## Begin PASSAGE PROVIDED
Index Sizing

(As copied by Oracle Corp. in Metalink note 989186.1)

(The comment above was prompted after a DBA reported to his manager that the script I had suggested running to identify suspect indexes was “just something copied from Metalink” For a few years the note did acknowledge the intellectual property rights.)

Make sure you read the notes.

rem
rem     Script:     index_est_proc_2.sql
rem     Author:     Jonathan Lewis
rem     Dated:      August 2005 (updated Apr 2009)
rem     Purpose:    Fast analysis of indexes to help identify
rem                 extreme degeneration.
rem
rem     Last tested
rem             11.1.0.7
rem             10.2.0.3
rem             10.1.0.4
rem              9.2.0.8
rem              8.1.7.4
rem     Not tested
rem             11.2.0.1
rem             10.2.0.4
rem
rem     Usage:
rem     Set the values in the "define" section
rem     Log on with the privilege to see the "dba_" views
rem     using SQL*Plus and run the script.
rem
rem     Notes:
rem     This script assumes that statistics have been collected in
rem     the fairly recent past, and uses some approximations to
rem     compare the number of leaf blocks with the number of leaf
rem     blocks that ought to be needed to hold the data.
rem
rem     There are various little oddities with the way that
rem         (a) Oracle calculates average column lenght and
rem         (b) I use the available data
rem     that mean that at small sizes and in extreme cases the
rem     numbers I produce can be wrong.  In particular, for indexes
rem     where a lot of the table data has nulls (so no entry in the
rem     index), the estimated size can be significantly larger than
rem     they finally turn out to be.
rem
rem
rem     Targets
rem     =======
rem     Where the estimate is very much smaller than the actual, then
rem     you may be looking at a "FIFO" index, emptying out in the past
rem     and filling in the future. This type of index is a candidate for
rem     a regular "coalesce" - although you may want to rebuild it once
rem     to get it to the right starting size and release excess space
rem     back to the tablespace.
rem
rem     See https://jonathanlewis.wordpress.com/2008/09/26/index-analysis/
rem     for an example and discussion on this type of index.
rem
rem     Where the estimate is about half the size of the actual, then
rem     it is worth checking whether there is any special treatment of
rem     the data that is making this happen. 50% utilisation is fairly
rem     common in RAC for indexes based on a sequence with a large cache
rem     size, so it may be best to leave the indexes at that level. 
rem     However, you may find that rebuilding (perhaps just once) with
rem     a pctfree in the region of 30% may give you a slightly more efficient
rem     index in non-RAC systems.
rem
rem     If your index is running at 50% and is not strongly sequence based
rem     then you may be suffering from the concurrency/ITL bug and may want
rem     to rebuild the index and force a maxtrans setting into the index.
rem
rem     If the index is running at a fairly uniform 25%, it may be subject
rem     to side effects of both sequencing and the concurrency effects.
## End PASSAGE PROVIDED
STATED GOAL 1: Scale every coordinate value in the answers of the records below by 0.75, rounding to whole numbers with halves going up. Write out all the lines again, keeping the requests unchanged.
The records have no connection to the index sizing text.
## Begin SOURCE DATA
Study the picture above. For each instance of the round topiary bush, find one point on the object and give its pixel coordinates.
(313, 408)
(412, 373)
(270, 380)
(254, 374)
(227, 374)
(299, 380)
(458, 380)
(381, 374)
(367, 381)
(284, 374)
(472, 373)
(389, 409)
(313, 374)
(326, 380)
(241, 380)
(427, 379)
## End SOURCE DATA
STATED GOAL 2: What pctfree does the index sizing script suggest when rebuilding an index in non-RAC systems?

FINISHED ANSWER 1:
Study the picture above. For each instance of the round topiary bush, find one point on the object and give its pixel coordinates.
(235, 306)
(309, 280)
(203, 285)
(191, 281)
(170, 281)
(224, 285)
(344, 285)
(286, 281)
(275, 286)
(213, 281)
(354, 280)
(292, 307)
(235, 281)
(245, 285)
(181, 285)
(320, 284)

FINISHED ANSWER 2: A pctfree in the region of 30%.